[Point-per-instance localization data]
+++

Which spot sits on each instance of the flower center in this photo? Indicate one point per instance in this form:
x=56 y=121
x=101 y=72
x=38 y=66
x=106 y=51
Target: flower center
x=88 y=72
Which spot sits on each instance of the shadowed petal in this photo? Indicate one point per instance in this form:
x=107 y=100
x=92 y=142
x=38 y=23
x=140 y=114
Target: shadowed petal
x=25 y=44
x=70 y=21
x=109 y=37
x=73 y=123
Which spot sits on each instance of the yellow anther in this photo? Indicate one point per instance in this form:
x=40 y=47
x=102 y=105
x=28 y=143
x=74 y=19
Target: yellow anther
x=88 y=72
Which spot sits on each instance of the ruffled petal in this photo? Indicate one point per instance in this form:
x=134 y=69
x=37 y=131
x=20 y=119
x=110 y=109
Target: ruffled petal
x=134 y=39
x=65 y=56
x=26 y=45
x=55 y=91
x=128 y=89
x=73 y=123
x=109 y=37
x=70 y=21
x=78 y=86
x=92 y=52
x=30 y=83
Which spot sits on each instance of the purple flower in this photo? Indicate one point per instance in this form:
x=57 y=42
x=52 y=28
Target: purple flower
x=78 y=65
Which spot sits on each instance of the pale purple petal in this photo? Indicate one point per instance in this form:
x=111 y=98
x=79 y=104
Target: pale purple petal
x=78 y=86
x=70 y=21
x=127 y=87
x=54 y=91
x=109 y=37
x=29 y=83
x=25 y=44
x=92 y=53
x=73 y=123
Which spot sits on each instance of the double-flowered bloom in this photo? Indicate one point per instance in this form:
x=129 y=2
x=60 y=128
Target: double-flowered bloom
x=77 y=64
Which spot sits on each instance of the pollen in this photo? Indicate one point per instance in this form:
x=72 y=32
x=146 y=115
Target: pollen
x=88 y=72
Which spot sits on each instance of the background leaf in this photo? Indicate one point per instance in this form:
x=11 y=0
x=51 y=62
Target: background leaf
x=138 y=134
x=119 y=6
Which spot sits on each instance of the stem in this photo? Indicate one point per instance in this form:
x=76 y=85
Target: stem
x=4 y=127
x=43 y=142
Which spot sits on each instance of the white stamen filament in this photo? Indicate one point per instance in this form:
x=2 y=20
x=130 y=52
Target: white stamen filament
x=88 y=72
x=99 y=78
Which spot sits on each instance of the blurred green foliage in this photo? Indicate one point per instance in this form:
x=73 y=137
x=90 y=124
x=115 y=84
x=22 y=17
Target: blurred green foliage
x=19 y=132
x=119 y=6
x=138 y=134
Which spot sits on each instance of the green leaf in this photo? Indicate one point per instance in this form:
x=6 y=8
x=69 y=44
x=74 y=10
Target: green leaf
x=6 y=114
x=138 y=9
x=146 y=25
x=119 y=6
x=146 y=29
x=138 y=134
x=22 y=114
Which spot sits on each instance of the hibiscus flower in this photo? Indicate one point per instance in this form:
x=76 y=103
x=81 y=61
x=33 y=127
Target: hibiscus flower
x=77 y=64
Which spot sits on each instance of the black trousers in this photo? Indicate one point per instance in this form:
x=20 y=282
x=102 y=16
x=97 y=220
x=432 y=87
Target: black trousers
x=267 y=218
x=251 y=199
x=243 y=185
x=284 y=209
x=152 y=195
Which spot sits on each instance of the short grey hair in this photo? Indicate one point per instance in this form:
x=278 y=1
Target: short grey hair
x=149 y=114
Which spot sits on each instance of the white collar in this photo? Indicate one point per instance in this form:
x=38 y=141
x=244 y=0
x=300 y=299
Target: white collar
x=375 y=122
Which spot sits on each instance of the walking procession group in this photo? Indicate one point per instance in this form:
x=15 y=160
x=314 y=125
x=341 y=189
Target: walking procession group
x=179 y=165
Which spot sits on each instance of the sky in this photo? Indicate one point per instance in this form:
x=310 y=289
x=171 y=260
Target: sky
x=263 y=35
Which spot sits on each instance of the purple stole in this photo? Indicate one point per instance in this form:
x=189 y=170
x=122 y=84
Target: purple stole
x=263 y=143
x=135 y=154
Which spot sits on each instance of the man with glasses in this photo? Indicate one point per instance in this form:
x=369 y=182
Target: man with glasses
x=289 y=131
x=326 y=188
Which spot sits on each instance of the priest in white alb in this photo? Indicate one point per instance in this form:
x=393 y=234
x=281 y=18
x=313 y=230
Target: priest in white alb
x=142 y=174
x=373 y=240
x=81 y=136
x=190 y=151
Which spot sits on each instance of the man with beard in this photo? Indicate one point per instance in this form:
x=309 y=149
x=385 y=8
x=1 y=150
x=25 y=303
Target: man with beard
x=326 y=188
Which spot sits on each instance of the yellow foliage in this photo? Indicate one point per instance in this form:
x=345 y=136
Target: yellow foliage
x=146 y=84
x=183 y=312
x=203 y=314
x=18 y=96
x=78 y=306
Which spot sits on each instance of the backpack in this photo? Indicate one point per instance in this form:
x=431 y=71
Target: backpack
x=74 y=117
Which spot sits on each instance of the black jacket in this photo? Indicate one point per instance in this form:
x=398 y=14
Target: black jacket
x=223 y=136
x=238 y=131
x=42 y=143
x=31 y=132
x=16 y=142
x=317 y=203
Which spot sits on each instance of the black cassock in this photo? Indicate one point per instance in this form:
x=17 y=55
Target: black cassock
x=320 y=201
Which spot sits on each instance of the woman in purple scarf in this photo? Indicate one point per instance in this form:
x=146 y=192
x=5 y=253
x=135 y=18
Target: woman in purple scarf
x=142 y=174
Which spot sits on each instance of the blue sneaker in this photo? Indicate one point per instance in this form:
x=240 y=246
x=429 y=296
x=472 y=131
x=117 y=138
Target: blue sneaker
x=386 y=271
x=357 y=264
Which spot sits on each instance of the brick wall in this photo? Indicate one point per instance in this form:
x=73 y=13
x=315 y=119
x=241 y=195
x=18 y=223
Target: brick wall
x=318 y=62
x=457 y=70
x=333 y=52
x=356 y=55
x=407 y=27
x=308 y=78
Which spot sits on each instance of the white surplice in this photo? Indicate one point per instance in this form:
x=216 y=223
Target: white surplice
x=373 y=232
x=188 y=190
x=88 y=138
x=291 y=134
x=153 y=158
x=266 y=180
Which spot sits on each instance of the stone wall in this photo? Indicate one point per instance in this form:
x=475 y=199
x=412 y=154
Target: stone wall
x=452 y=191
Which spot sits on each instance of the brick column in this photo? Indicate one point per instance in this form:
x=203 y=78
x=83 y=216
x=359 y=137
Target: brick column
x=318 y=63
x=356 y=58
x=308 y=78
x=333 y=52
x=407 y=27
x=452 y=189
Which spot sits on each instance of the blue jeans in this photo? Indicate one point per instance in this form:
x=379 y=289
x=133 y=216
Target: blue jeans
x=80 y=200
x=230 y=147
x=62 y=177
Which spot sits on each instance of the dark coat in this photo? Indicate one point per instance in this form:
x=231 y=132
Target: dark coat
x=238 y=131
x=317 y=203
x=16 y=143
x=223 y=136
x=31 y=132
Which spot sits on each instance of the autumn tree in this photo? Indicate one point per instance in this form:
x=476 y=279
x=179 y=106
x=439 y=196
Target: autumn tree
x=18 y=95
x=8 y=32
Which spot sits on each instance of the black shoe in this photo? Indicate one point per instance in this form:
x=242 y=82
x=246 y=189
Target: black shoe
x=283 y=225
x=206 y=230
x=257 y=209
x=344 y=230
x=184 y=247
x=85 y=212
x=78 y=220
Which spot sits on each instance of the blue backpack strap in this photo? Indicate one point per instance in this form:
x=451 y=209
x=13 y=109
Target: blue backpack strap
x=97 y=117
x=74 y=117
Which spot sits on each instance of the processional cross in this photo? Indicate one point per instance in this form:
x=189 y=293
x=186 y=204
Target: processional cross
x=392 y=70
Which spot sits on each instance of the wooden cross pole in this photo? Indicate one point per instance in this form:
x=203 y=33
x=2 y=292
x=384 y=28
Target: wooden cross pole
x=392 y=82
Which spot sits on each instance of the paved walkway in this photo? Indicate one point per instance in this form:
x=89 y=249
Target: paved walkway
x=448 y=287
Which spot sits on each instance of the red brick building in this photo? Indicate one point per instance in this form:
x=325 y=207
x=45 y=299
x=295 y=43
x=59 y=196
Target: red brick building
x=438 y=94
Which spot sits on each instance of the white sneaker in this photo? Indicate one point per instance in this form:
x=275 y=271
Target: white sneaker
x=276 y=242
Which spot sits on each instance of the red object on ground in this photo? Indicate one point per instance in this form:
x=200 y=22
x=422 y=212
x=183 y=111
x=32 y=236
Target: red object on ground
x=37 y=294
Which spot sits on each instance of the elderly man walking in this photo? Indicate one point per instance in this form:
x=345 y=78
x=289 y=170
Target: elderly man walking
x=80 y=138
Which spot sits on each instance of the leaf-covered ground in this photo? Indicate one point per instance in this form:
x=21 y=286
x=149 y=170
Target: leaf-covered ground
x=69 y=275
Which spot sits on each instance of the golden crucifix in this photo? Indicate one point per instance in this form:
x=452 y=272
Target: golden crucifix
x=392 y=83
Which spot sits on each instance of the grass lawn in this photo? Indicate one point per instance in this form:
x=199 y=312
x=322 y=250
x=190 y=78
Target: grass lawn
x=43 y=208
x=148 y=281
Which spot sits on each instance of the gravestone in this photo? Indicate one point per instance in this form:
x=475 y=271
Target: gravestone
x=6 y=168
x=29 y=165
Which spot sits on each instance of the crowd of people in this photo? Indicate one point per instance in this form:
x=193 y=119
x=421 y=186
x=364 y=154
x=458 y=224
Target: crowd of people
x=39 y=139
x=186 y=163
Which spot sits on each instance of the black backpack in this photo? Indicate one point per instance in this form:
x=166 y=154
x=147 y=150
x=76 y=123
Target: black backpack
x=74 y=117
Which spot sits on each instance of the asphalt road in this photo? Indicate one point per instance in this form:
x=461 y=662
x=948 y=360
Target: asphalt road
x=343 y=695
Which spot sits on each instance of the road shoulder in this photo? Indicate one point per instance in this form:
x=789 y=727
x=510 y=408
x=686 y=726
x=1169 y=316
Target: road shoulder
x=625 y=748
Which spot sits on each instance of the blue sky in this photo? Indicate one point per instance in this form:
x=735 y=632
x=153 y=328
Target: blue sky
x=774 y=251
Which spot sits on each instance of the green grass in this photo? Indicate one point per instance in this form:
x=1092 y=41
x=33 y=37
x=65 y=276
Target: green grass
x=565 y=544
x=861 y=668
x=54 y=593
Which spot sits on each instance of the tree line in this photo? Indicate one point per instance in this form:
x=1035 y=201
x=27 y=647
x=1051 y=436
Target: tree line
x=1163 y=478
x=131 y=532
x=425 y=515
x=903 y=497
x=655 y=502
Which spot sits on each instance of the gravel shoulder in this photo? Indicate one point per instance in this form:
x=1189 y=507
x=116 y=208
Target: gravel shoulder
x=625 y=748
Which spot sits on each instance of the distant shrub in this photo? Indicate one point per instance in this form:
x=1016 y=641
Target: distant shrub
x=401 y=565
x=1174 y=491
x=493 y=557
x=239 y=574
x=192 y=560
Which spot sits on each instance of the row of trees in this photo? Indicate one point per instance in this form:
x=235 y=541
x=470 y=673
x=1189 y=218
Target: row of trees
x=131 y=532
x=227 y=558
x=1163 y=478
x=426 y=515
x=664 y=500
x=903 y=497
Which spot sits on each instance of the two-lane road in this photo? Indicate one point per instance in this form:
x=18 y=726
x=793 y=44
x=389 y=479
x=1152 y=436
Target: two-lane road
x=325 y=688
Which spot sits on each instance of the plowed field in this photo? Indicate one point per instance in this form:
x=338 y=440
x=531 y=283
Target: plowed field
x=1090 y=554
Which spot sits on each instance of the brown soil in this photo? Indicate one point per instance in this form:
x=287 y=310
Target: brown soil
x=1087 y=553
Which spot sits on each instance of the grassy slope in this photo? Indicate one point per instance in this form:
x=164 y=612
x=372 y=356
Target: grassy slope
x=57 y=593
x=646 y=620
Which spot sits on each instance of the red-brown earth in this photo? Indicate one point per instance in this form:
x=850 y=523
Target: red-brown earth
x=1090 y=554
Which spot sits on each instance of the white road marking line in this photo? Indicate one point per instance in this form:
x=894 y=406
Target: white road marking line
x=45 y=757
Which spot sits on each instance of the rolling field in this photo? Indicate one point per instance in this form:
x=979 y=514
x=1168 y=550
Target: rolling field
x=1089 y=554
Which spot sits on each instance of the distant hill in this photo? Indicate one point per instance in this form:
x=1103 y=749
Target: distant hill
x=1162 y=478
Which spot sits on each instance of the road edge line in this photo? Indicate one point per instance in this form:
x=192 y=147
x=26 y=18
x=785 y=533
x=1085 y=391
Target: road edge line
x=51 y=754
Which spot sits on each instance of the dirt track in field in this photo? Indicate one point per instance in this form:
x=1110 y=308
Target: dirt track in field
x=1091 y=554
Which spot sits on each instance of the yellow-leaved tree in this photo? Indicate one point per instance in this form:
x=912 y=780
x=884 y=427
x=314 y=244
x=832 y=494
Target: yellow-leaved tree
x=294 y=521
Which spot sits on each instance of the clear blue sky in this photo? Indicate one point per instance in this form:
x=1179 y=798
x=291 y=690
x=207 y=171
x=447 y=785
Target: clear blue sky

+++

What are the lines, exactly as written above, from the line with "Which spot sits on each instance of the blue jeans" to the line with "Which spot sits on each instance of the autumn", both included? Output only those.

* SOLUTION BELOW:
Which spot sits on each instance of the blue jeans in this photo? Indicate one point per instance in this form:
x=379 y=289
x=133 y=216
Target: blue jeans
x=80 y=200
x=230 y=147
x=62 y=177
Which spot sits on each instance of the dark coat in this photo? Indicate one point per instance in this form:
x=231 y=132
Target: dark coat
x=238 y=131
x=317 y=203
x=16 y=143
x=223 y=136
x=31 y=132
Which spot sits on each instance of the autumn tree in this photo? Indicate one point per instance in this form:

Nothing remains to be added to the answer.